• Excerpt provided:

start

I am not exaggerating when I say we were literally pumped full of food. My choice of outfit was a complete no no by the end of the evening. My bulging tummy fighting against the nipped in waistband of my jumpsuit is something no woman should ever have to go through.
When they started clearing away our plates I thought, "oh great, dessert!" Oh how wrong I was, that was just entrees. By this time I was really wishing I had held back on my third piece of homemade bread with buffalo milk ricotta and honey and second helping of foie gras parfait with pickles. Actually if I'm honest I wasn't that sorry about the parfait, in fact I'm sure if I tried I could've squeezed a bit more in an empty corner of my stomach somewhere. This light as air delicacy was definitely up there with the toastie.
When entrees finally stopped bombarding our table it was onto the mains. Beautiful, clean, flavourful and feast like. The table was all the colours of the rainbow with spit roasted chicken, spit roasted lamb and an incredible spit roasted wagyu beef blade cooked perfectly rare.
The explosion of colours came in the form of a beautifully dressed green salad, wood fired carrots with dukkah and soaked currents, dripping potatoes cooked in no less than five types of fat and the most interestingly flavoured toasted grain and rice salad. I can't quite put my finger on the flavour but what ever it was it was damn good.
As we all sat and groaned in disbelief as to just how much food we managed to put away Sali quite sternly told Nathan to only bring out one of each dessert. Just enough for a mouthful each. This request obviously fell on deaf ears as Nathan, true to form, brought out two of each and having just said good bye to a couple of our friends the odds of finishing dessert were seriously against us.
In saying that we gave it a damn good go. I really can't fault any of the desserts. Perhaps the gateaux basque with cherries was not to my personal taste (although the vanilla sauce that accompanied it I could've drunk straight from the jug) but maybe that was a blessing in disguise. On the other hand the rosewater and pistachio trifle made with a layer of filo pastry between with sponge and the cream was absolutely as good as it looked. Decorated with a sprinkling of edible flowers it looked too good to eat........of course that didn't stop us. However, my favourite of the desserts had to be the brown butter Magdalenas, fresh out of the oven and dipped in a orange and cardamon curd. Hello new best friend.
I couldn't be more proud of Nathan and what he has created. Sitting in the stylish, underground dining room, inspired by 1930s New York with timber and brass fittings and simple mood lighting reflecting off the cleverly placed mirrored and glass surfaces the space feels bright, comfortable and homely.
Nathan has put his heart and soul into Mercado and it shows. Located on the corner of Ash Street and Angel Place this heavenly establishment has been given the wings to fly into my top restaurants in Sydney.

end

• Data shown:
start

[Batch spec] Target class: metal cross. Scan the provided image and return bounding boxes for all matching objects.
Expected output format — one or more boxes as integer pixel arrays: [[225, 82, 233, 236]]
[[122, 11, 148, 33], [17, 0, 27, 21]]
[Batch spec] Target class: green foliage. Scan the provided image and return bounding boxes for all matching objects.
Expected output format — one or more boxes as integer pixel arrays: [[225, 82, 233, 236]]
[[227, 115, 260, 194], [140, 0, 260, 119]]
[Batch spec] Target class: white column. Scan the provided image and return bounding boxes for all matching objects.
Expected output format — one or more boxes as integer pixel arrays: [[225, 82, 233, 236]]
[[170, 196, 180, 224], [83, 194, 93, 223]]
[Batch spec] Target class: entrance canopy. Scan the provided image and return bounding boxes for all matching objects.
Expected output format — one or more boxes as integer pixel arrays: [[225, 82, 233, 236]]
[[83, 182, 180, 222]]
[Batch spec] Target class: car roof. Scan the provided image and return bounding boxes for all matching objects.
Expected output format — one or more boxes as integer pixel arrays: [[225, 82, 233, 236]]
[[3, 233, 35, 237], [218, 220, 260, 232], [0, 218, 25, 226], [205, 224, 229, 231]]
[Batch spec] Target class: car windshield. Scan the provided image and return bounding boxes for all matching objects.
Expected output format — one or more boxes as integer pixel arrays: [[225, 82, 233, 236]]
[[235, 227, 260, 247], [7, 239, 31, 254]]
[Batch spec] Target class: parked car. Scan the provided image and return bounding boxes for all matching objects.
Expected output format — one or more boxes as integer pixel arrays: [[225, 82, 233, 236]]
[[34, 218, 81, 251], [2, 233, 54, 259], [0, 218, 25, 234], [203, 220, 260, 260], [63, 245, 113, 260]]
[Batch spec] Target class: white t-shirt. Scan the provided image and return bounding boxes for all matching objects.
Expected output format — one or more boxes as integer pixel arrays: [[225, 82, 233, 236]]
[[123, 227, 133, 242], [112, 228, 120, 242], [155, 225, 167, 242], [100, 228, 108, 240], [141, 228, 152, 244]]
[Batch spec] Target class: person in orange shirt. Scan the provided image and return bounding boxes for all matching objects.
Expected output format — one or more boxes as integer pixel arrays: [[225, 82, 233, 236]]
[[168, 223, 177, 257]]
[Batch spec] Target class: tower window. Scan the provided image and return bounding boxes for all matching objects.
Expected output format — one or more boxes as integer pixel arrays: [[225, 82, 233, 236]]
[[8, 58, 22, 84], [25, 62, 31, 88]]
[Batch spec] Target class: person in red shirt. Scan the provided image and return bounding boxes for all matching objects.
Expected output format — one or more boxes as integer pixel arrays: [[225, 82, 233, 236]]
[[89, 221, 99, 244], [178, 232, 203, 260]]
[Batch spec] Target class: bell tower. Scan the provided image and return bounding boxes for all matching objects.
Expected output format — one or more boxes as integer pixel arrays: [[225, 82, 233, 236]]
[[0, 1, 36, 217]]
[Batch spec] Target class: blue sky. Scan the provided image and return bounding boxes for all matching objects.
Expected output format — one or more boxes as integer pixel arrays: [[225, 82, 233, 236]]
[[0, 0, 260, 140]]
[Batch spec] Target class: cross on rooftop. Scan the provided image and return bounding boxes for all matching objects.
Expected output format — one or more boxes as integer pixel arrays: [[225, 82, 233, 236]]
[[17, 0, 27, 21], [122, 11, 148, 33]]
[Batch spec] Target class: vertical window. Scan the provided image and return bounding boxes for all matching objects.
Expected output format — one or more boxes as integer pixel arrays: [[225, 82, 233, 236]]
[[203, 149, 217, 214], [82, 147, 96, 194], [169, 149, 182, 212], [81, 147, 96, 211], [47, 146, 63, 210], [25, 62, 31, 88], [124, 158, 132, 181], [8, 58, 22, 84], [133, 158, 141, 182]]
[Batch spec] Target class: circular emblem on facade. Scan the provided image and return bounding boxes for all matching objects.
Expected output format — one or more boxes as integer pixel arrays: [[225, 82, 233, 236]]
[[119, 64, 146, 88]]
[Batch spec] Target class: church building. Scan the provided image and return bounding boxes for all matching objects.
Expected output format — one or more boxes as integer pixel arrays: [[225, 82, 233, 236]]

end

• Short task 1: Could you repeat everything in the restaurant review from "The explosion of" down to "seriously against us.", word for word?
• Short task 2: Reproduce everything in the entries from their very first line down to and including the line containing "[[170, 196, 180, 224], [83, 194, 93, 223]]", with no changes.

• Written reply 1:
The explosion of colours came in the form of a beautifully dressed green salad, wood fired carrots with dukkah and soaked currents, dripping potatoes cooked in no less than five types of fat and the most interestingly flavoured toasted grain and rice salad. I can't quite put my finger on the flavour but what ever it was it was damn good.
As we all sat and groaned in disbelief as to just how much food we managed to put away Sali quite sternly told Nathan to only bring out one of each dessert. Just enough for a mouthful each. This request obviously fell on deaf ears as Nathan, true to form, brought out two of each and having just said good bye to a couple of our friends the odds of finishing dessert were seriously against us.

• Written reply 2:
[Batch spec] Target class: metal cross. Scan the provided image and return bounding boxes for all matching objects.
Expected output format — one or more boxes as integer pixel arrays: [[225, 82, 233, 236]]
[[122, 11, 148, 33], [17, 0, 27, 21]]
[Batch spec] Target class: green foliage. Scan the provided image and return bounding boxes for all matching objects.
Expected output format — one or more boxes as integer pixel arrays: [[225, 82, 233, 236]]
[[227, 115, 260, 194], [140, 0, 260, 119]]
[Batch spec] Target class: white column. Scan the provided image and return bounding boxes for all matching objects.
Expected output format — one or more boxes as integer pixel arrays: [[225, 82, 233, 236]]
[[170, 196, 180, 224], [83, 194, 93, 223]]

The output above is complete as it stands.